_Textabschnitt_
□ □ □ □ □ □ □

EM-Blog: So schlägt Deutschland Ungarn

Justin Trenner 22.06.2021

Es ist alles schon ein bisschen anders gelagert. Damals, im Jahr 2018, war die deutsche Mannschaft zu keinem Zeitpunkt ihrer drei Gruppenspiele wirklich überzeugend. Zwar erzeugte der Last-Minute-Freistoßknaller von Toni Kroos nochmal so etwas wie Euphorie, aber auch das half nichts mehr: Letztendlich stand das Vorrunden-Aus.

Jetzt, drei Jahre später, stehen wieder drei Punkte nach zwei Spielen zu Buche. Wieder war man mit einer Niederlage gestartet. Und doch waren beide Leistungen in Phasen richtig gut, in anderen mindestens ordentlich. Während die Negativstimmung rund um die 0:1-Niederlage gegen Frankreich teils übertrieben war, ist auch das Träumen vom wiederauferstandenen Favoriten nach dem 4:2-Erfolg über Portugal mindestens eine Nummer zu groß. Aber die Deutschen sind zumindest gut reingekommen ins Turnier, was man 2018 nicht behaupten konnte.

Die gute Stimmung speist sich diesmal also nicht aus einem Sonntagsschuss in letzter Sekunde, sondern aus Leistungen, die viele positiv überrascht haben. Und doch ist die Situation rein auf die Zahlen reduziert dieselbe. Verlieren die Deutschen gegen Ungarn, wird es ganz eng mit dem Weiterkommen. Man wäre auf Schützenhilfe der Franzosen und anderer Gruppen angewiesen, aber diese Rechenspiele schieben wir mal beiseite. Denn das Ziel und auch der Anspruch der deutschen Mannschaft sind klar: Ein Sieg muss her gegen Ungarn. Und warum sollte das ausgerechnet gegen den kleinsten Namen der Gruppe ein Problem sein?

Ein ungarngenehmer Gegner

Weil Ungarn so ziemlich alles kann, was die Deutschen in den letzten Jahren so richtig genervt hat: Kompakt und aggressiv verteidigen, tief stehen, gleichzeitig immer hohen Druck im Mittelfeld aufbauen und in den offensiven Umschaltmomenten eiskalt zuschlagen. Es gibt etliche Beispiele der letzten Jahre, in denen die DFB-Elf darauf keine Antworten fand. Und auch Portugal sowie Frankreich haben damit Bekanntschaft machen müssen. Zwar gewannen die Portugiesen mit 3:0, aber bis zur 84. Minute stand es noch 0:0. Und hätte Szabolcs Schön nicht wenige Minuten zuvor knapp im Abseits gestanden, wäre die Geschichte vielleicht sogar positiv für Ungarn ausgegangen. Doch wie sagte Toni Kroos so schön: „Abseits ist Abseits.“

Recht hat er. Trotzdem verdeutlicht das, wie knapp Portugal einem Fehlstart entkam. Weil Ungarn sie bis an ihre Grenzen gebracht hat und es bis zu diesem 0:1 gut verstand, die Räume eng zu halten und Portugal nur in den für sie unwichtigen Zonen spielen zu lassen. Ähnlich erging es Frankreich. Zwar waren die Franzosen schon deutlich dominanter und druckvoller als die Portugiesen, aber auch sie taten sich spätestens ab dem 0:1-Rückstand kurz vor der Pause sehr schwer. Es war der erste richtig ausgespielte Konter der Ungarn und direkt das Tor.

□ □ □ □ □ □ □

_Schriftliche Aufgabe 1_
Gib einen Abschnitt aus dem EM-Blog über das Spiel gegen Ungarn wortgetreu wieder. Setze bei den Worten „Justin Trenner 22.06.2021“ ein und höre nach „stand das Vorrunden-Aus.“ auf.

_Bereitgestellte Daten_
□ □ □ □ □ □ □

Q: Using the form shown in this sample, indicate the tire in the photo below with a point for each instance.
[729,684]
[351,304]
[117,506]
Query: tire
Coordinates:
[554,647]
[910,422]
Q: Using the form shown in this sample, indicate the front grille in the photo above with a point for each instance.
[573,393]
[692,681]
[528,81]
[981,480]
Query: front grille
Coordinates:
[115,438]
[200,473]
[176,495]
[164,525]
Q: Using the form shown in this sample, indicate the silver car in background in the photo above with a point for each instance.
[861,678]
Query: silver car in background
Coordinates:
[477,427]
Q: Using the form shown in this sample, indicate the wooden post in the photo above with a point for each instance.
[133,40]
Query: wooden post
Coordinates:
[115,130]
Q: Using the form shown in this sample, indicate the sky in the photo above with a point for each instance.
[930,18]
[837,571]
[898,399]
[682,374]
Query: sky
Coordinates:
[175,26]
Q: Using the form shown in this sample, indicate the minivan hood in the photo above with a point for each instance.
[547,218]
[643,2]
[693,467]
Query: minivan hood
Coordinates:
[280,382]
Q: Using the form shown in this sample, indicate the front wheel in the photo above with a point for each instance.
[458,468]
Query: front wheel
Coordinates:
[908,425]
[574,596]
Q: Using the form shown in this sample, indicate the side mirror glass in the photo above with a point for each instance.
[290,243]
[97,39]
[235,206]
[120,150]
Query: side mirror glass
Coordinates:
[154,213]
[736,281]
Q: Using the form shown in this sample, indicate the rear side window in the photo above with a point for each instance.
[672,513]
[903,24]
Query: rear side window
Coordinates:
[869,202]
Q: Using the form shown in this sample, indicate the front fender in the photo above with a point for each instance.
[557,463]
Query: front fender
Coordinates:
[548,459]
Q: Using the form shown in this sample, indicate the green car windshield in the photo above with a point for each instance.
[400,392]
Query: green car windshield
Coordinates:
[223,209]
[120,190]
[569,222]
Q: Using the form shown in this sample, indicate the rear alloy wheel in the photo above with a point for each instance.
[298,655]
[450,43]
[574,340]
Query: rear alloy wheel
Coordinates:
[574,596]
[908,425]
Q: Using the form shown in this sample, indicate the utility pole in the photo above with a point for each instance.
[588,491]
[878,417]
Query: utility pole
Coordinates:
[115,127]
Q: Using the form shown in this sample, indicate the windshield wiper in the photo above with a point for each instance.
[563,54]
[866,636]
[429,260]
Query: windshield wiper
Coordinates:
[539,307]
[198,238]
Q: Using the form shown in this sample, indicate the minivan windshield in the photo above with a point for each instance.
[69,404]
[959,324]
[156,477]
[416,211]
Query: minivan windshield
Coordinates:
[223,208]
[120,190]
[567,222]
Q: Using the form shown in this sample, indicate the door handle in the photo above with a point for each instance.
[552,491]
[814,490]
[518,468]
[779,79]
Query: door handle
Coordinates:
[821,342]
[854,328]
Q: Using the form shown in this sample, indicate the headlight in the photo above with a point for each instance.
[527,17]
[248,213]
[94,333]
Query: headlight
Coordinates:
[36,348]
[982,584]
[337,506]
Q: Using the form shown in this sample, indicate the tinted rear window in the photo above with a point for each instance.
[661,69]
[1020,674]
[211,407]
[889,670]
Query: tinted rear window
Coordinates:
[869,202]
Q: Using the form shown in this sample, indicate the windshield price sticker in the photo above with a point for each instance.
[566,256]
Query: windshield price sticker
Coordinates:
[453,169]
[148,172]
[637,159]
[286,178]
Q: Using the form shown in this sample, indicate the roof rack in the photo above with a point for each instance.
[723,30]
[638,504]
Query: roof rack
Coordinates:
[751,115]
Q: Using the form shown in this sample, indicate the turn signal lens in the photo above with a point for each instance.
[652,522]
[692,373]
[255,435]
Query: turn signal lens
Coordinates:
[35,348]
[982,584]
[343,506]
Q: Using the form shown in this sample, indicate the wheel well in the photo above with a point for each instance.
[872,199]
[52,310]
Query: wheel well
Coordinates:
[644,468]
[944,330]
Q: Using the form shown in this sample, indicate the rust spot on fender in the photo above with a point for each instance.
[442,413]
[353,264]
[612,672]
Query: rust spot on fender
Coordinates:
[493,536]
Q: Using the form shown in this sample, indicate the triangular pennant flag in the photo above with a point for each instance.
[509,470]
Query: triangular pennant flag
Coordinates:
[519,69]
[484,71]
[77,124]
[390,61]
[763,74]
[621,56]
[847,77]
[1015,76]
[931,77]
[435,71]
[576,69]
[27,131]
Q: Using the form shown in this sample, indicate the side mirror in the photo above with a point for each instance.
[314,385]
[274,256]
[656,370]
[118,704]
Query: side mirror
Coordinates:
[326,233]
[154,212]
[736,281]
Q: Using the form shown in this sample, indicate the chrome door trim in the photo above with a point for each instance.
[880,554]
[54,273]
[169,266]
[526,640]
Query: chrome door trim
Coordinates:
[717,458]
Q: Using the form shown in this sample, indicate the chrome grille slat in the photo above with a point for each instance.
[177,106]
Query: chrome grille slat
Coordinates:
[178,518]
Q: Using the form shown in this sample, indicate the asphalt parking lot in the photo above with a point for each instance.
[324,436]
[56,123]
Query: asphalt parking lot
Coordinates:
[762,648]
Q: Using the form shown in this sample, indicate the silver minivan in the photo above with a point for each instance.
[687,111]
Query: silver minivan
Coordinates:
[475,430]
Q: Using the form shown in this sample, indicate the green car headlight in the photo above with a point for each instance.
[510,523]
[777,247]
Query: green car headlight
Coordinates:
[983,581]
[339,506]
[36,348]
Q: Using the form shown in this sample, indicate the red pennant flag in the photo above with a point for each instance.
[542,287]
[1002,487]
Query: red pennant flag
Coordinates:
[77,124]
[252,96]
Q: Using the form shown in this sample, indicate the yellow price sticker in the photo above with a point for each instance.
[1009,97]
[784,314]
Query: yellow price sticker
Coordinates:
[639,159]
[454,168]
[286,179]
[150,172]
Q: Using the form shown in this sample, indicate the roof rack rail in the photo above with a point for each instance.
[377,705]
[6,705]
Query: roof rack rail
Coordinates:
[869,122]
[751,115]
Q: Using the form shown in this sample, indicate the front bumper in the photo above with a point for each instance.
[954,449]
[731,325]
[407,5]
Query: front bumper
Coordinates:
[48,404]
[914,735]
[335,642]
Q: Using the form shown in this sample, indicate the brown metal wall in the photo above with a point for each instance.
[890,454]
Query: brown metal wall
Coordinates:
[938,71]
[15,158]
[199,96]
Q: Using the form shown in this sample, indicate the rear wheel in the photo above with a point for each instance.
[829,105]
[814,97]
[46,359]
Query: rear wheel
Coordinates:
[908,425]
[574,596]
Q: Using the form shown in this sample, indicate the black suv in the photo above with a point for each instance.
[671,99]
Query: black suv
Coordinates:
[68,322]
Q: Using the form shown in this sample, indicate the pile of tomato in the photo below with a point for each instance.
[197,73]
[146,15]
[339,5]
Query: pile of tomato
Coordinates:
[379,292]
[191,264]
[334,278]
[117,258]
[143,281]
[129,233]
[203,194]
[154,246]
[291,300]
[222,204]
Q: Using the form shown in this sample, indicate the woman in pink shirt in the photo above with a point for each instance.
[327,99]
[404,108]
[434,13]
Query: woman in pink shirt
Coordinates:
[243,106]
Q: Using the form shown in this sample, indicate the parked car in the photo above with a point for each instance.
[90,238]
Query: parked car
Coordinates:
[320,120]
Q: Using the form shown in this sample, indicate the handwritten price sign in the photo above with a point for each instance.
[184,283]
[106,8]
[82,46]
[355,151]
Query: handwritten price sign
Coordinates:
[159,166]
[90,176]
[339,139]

□ □ □ □ □ □ □

_Schriftliche Aufgabe 2_
Suche in den Datensätzen oben alle Zeilen heraus, in denen die Zeichenfolge „post“ vorkommt, und schreibe jede davon vollständig ab.

_Vollständige Antwort 1_
Justin Trenner 22.06.2021

Es ist alles schon ein bisschen anders gelagert. Damals, im Jahr 2018, war die deutsche Mannschaft zu keinem Zeitpunkt ihrer drei Gruppenspiele wirklich überzeugend. Zwar erzeugte der Last-Minute-Freistoßknaller von Toni Kroos nochmal so etwas wie Euphorie, aber auch das half nichts mehr: Letztendlich stand das Vorrunden-Aus.

_Vollständige Antwort 2_
Q: Using the form shown in this sample, indicate the wooden post in the photo above with a point for each instance.
Query: wooden post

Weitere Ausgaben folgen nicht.